Nothing left out, nothing added: return the full set of records.

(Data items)
=======

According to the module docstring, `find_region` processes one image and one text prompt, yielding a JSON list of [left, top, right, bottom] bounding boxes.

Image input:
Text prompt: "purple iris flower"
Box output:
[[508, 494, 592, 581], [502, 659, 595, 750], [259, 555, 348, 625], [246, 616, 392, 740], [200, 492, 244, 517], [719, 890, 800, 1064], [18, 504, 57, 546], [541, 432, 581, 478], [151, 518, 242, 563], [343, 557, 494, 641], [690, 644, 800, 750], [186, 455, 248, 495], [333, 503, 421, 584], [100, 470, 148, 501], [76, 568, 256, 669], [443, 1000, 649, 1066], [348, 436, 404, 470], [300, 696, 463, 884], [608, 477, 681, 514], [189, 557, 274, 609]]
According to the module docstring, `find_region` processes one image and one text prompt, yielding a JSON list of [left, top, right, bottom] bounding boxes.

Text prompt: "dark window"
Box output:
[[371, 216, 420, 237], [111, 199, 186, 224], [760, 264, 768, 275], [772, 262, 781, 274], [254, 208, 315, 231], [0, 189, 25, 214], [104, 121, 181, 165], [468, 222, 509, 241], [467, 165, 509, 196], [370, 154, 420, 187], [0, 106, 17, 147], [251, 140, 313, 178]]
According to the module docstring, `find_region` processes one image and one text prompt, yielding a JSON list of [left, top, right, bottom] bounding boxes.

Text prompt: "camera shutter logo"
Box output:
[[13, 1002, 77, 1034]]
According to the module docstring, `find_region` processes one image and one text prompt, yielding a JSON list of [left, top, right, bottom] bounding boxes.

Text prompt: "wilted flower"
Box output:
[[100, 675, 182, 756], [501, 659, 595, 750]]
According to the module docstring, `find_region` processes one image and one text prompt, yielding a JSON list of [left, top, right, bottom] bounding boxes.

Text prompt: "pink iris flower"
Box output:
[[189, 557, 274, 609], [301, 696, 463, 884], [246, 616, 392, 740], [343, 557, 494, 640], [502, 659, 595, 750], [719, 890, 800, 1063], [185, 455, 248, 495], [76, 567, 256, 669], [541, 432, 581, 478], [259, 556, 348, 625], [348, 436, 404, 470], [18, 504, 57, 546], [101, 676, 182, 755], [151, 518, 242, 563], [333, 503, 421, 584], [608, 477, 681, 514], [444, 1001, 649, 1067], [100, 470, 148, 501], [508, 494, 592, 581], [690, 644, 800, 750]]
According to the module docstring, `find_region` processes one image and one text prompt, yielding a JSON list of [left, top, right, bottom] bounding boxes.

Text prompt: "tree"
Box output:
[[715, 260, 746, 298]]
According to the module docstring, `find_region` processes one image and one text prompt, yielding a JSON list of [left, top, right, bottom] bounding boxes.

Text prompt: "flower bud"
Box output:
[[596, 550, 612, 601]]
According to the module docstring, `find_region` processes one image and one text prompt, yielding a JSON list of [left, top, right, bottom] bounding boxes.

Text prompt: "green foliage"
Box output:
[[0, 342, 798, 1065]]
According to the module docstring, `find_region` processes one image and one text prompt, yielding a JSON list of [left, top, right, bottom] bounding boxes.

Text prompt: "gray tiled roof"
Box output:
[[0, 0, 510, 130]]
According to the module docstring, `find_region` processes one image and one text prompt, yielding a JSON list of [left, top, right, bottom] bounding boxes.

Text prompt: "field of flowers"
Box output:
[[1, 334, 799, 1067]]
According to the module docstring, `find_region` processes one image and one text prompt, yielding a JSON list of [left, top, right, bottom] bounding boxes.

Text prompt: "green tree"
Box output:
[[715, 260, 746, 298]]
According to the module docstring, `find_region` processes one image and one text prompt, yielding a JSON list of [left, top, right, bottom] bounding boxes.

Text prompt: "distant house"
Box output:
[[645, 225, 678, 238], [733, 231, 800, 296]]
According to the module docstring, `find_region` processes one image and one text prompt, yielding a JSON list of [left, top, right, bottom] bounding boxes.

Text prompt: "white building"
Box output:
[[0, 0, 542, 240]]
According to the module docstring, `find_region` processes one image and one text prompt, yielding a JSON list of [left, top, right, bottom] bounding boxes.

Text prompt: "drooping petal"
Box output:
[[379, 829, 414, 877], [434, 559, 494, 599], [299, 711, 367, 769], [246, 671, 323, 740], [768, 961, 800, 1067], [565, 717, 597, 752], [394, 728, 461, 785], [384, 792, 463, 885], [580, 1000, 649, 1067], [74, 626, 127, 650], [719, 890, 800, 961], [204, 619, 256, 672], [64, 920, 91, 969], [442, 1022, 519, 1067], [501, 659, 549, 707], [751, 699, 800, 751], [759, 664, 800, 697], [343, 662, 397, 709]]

=======

* Answer to this exercise:
According to the module docstring, `find_region` processes one image and one text prompt, yielding a JSON list of [left, top, right, bottom] bounding boxes.

Image input:
Text prompt: "purple iris flower"
Box output:
[[508, 494, 592, 581], [502, 659, 595, 750], [259, 555, 348, 625], [246, 616, 392, 740], [200, 492, 244, 517], [719, 890, 800, 1064], [18, 504, 57, 546], [541, 432, 581, 478], [151, 518, 242, 563], [343, 557, 494, 641], [690, 644, 800, 750], [186, 455, 248, 495], [333, 503, 421, 584], [100, 470, 148, 501], [76, 568, 256, 669], [443, 1000, 649, 1066], [348, 436, 404, 470], [300, 696, 463, 884], [608, 477, 681, 514], [189, 557, 274, 609]]
According to the module docstring, `find_region` processes one image and one text prompt, yielding a JSON list of [left, top, right, bottom] bounding boxes.

Text prompt: "dark window"
Box output:
[[371, 216, 420, 237], [111, 199, 186, 224], [760, 264, 768, 275], [772, 262, 781, 274], [254, 208, 315, 231], [0, 189, 25, 214], [104, 121, 181, 165], [468, 222, 509, 241], [467, 165, 509, 196], [370, 154, 420, 187], [0, 106, 17, 147], [251, 140, 313, 178]]
According to the module docstring, `find_region` processes one image and one text prompt, yielding a JSON list of [left, top, right, bottom] bounding boxes.

Text prompt: "camera shutter logo"
Box output:
[[13, 1002, 77, 1034]]
According to the module docstring, `find_region` processes one image and one text prompt, yielding a JSON list of [left, top, right, bottom] bounding boxes.

Text prompt: "wilted flower"
Box output:
[[100, 675, 182, 756], [501, 659, 595, 750]]
According to the module docstring, `find_region` processes one image and one text prompt, yielding a JSON list of [left, top, right, bottom] bounding boxes.

Text prompt: "pink iris flower"
Box output:
[[189, 557, 274, 609], [301, 696, 463, 884], [246, 616, 392, 740], [343, 557, 494, 640], [502, 659, 595, 750], [719, 890, 800, 1063], [185, 455, 248, 495], [76, 567, 256, 669], [541, 432, 581, 478], [259, 556, 348, 625], [348, 436, 404, 470], [18, 504, 57, 546], [101, 676, 182, 755], [151, 518, 242, 563], [333, 503, 421, 584], [608, 477, 681, 514], [444, 1001, 649, 1067], [100, 470, 148, 501], [508, 494, 592, 581], [690, 644, 800, 750]]
According to the module docstring, `find_region` processes one image and one text prompt, yielding a JSON list of [left, top, right, bottom] bounding boxes.

Text prompt: "tree"
Box output:
[[715, 260, 746, 298]]
According to the module docstring, `find_region` processes one image and one text prompt, yielding a JSON list of [left, top, right, bottom] bounding boxes.

Text prompt: "flower bud"
Box output:
[[596, 550, 612, 601]]
According to the module docstring, `find_region` processes one image and one text prompt, yielding a JSON list of [left, top, right, bottom] bounding boxes.

Text prompt: "green foliage"
Box output:
[[0, 342, 798, 1065]]
According to the module docstring, `find_region` processes one image and one text prompt, yielding a JSON list of [left, top, right, bottom] bounding boxes.

Text prompt: "gray tiled roof"
Box output:
[[0, 0, 510, 130]]
According to the module docstring, `find_region` processes one image and one text prompt, yielding a JSON list of [left, top, right, bottom] bounding boxes.

Text prompt: "field of flowers"
Box output:
[[1, 334, 799, 1067]]
According to the module docstring, `find_region` processes one image and one text prompt, yielding a JSON list of [left, top, right, bottom] bounding boxes.

Text prompt: "green tree"
Box output:
[[715, 260, 746, 298]]
According to the module docstring, `find_region` processes one image and one text prompt, yielding a JSON list of [left, top, right, bottom] bounding boxes.

Text prompt: "distant house"
Box output:
[[645, 225, 678, 238], [733, 231, 800, 296]]
According to the module docstring, `find_region` processes one image and one text prompt, yielding a JSON list of [left, top, right, bottom] bounding boxes.

Text prompt: "white building"
Box output:
[[0, 0, 542, 240]]
According to the module docstring, `find_region` processes one image and one text prompt, yielding a JSON list of [left, top, right, bottom] bounding boxes.

Text prompt: "drooping petal"
Box output:
[[379, 829, 414, 877], [434, 559, 494, 599], [299, 711, 367, 769], [246, 671, 323, 740], [768, 961, 800, 1067], [565, 717, 597, 752], [394, 728, 461, 785], [384, 792, 463, 885], [580, 1000, 649, 1067], [74, 626, 127, 650], [719, 890, 800, 961], [204, 619, 256, 672], [64, 920, 91, 969], [442, 1022, 519, 1067], [501, 659, 549, 707], [751, 699, 800, 751], [759, 664, 800, 697], [343, 662, 397, 709]]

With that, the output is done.